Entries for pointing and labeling
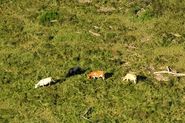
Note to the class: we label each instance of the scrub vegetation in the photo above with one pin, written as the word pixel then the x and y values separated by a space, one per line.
pixel 42 38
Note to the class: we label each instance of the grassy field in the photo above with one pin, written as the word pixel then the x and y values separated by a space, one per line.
pixel 42 38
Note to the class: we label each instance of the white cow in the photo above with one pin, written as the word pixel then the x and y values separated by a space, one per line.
pixel 130 77
pixel 44 82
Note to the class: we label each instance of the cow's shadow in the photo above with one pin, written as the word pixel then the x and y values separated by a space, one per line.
pixel 75 71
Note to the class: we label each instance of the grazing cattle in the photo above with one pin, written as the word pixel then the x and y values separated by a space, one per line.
pixel 96 74
pixel 130 77
pixel 44 82
pixel 74 71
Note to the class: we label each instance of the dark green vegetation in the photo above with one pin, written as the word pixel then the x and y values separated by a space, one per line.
pixel 41 38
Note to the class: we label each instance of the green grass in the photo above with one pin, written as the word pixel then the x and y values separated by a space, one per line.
pixel 39 39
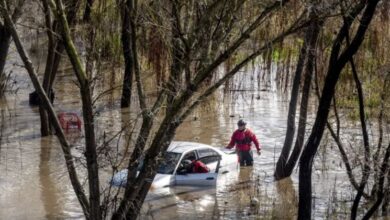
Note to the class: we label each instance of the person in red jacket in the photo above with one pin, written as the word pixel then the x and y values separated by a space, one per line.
pixel 242 139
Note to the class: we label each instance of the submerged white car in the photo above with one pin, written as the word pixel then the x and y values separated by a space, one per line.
pixel 219 162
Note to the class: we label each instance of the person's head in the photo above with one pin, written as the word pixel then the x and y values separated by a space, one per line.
pixel 187 165
pixel 241 124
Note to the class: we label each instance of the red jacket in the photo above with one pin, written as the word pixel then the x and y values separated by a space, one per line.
pixel 243 139
pixel 199 167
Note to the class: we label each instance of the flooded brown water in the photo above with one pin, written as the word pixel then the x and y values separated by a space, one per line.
pixel 34 183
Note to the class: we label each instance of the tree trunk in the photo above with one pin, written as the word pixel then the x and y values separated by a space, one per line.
pixel 315 30
pixel 85 91
pixel 45 128
pixel 366 167
pixel 127 54
pixel 309 43
pixel 42 95
pixel 336 65
pixel 5 41
pixel 88 10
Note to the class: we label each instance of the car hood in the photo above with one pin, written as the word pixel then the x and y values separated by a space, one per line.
pixel 162 180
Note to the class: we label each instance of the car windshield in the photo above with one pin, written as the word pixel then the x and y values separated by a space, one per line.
pixel 168 163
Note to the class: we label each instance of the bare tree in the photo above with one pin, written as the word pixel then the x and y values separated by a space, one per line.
pixel 286 162
pixel 336 64
pixel 5 36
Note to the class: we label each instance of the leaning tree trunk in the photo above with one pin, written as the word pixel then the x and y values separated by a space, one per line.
pixel 127 54
pixel 42 95
pixel 5 40
pixel 336 65
pixel 45 128
pixel 366 166
pixel 85 91
pixel 285 164
pixel 315 30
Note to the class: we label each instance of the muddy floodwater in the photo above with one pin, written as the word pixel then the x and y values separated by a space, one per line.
pixel 34 183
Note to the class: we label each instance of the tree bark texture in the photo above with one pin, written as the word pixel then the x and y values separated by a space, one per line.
pixel 336 64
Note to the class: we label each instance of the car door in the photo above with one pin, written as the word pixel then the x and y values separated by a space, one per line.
pixel 195 179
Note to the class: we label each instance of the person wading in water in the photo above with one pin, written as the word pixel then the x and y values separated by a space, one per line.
pixel 242 139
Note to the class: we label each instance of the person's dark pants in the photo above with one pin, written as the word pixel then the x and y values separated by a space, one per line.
pixel 246 158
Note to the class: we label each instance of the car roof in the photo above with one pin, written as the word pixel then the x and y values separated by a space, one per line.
pixel 183 146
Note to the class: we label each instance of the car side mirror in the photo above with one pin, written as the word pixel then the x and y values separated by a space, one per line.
pixel 181 172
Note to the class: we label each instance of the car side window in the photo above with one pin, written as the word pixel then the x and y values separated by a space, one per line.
pixel 190 156
pixel 208 155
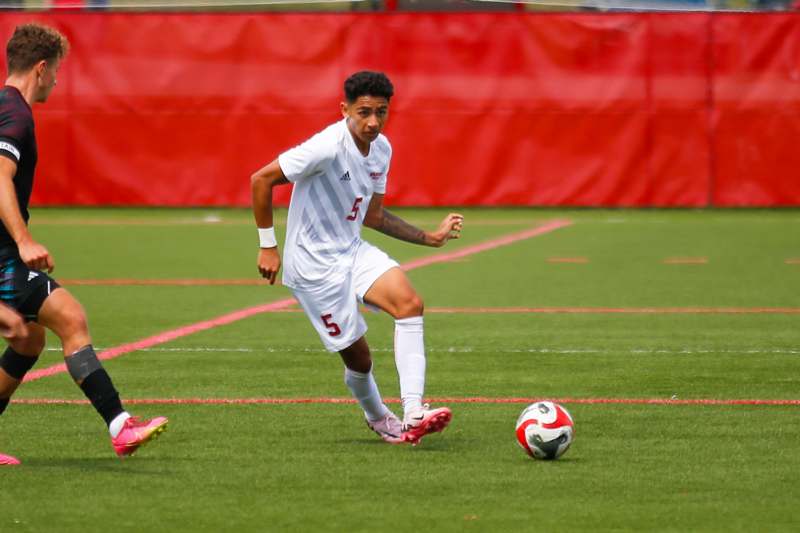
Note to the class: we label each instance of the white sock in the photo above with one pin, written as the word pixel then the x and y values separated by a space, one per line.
pixel 116 425
pixel 409 357
pixel 365 390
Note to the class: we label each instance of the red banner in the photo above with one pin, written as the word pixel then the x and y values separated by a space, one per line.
pixel 623 109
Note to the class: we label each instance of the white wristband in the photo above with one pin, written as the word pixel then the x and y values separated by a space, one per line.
pixel 266 238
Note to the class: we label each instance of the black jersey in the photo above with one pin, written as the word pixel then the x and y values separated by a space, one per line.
pixel 18 143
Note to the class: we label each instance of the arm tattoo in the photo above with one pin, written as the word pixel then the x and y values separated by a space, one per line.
pixel 396 227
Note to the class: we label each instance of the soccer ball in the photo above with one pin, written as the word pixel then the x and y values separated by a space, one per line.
pixel 545 430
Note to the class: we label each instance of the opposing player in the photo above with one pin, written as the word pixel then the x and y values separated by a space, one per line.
pixel 339 178
pixel 34 54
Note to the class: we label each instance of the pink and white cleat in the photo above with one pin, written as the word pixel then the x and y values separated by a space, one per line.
pixel 389 428
pixel 136 433
pixel 7 460
pixel 420 423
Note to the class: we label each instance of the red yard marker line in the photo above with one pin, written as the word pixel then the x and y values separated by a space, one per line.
pixel 620 310
pixel 162 282
pixel 686 261
pixel 167 336
pixel 170 335
pixel 447 400
pixel 574 260
pixel 488 245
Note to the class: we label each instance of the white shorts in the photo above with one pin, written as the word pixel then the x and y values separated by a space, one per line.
pixel 333 307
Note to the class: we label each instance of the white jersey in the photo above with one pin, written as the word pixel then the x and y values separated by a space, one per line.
pixel 333 185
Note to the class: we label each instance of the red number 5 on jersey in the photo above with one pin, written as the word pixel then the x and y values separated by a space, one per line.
pixel 333 328
pixel 354 212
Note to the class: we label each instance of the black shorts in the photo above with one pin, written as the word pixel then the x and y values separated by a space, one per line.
pixel 21 288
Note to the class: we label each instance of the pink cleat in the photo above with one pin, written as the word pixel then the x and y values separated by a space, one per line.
pixel 136 433
pixel 418 424
pixel 389 428
pixel 7 460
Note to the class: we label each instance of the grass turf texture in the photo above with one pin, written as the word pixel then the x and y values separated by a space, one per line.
pixel 312 466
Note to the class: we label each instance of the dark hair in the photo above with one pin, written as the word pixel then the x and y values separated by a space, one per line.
pixel 367 83
pixel 32 43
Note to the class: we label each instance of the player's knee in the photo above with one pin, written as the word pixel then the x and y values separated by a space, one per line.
pixel 412 305
pixel 74 322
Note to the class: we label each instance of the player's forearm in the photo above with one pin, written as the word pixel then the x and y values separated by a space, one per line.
pixel 394 226
pixel 262 204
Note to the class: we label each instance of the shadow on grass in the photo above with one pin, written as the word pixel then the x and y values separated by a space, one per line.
pixel 129 466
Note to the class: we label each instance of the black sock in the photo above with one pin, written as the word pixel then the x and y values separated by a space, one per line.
pixel 101 392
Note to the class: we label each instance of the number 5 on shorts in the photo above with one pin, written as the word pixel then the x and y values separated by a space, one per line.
pixel 333 328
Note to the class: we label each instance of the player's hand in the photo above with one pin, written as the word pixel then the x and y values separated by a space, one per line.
pixel 35 256
pixel 450 228
pixel 269 263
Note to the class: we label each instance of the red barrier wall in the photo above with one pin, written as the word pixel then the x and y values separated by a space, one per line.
pixel 619 109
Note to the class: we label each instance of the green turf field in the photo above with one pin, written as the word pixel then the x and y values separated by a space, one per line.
pixel 316 467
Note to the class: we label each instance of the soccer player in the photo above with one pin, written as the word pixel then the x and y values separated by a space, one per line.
pixel 33 55
pixel 339 178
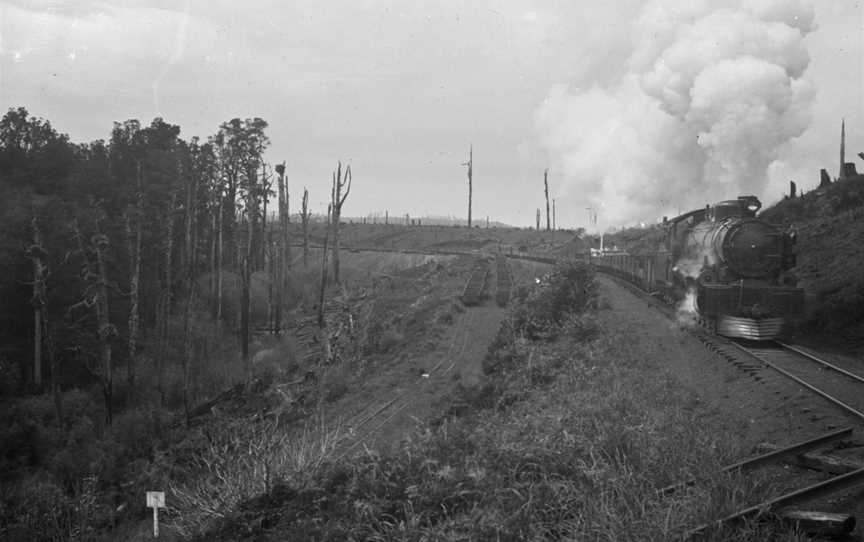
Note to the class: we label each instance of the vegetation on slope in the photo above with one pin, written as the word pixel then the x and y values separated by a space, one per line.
pixel 830 256
pixel 570 438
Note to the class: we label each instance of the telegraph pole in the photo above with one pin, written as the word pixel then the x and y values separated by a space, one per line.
pixel 470 164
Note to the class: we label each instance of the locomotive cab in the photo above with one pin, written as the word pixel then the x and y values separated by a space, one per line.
pixel 737 265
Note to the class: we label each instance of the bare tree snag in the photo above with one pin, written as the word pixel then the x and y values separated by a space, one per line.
pixel 554 225
pixel 96 296
pixel 546 191
pixel 304 218
pixel 36 253
pixel 134 242
pixel 470 164
pixel 191 242
pixel 337 198
pixel 283 250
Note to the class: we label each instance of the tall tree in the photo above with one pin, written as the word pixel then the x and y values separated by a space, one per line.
pixel 133 237
pixel 283 250
pixel 37 251
pixel 341 181
pixel 94 273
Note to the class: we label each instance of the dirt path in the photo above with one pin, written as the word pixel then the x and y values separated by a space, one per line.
pixel 402 392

- _Your task_: Reproduce the listing word for word from its first line through the line with "pixel 75 71", both ends included. Leave the pictures out of your answer.

- _Completed task_:
Note to the class: we label each instance of the scrub vegetation in the photo above with one pin, written as the word pixel then the x and y values separated by a space, one per line.
pixel 42 38
Note to the class: we label each instance of the grassy field in the photo above with one pin, written as the word pixel then the x and y values separated by a space, one per line.
pixel 42 38
Note to the class: we label each instance of the white cow in the photo above with one pin, written as the word pixel then the x and y values separated by a space, one per line.
pixel 130 77
pixel 44 82
Note to the class: we label each instance of the cow's shadow in the photo above with one pin, written as the word pixel then the x and y values separated by a space, one per line.
pixel 75 71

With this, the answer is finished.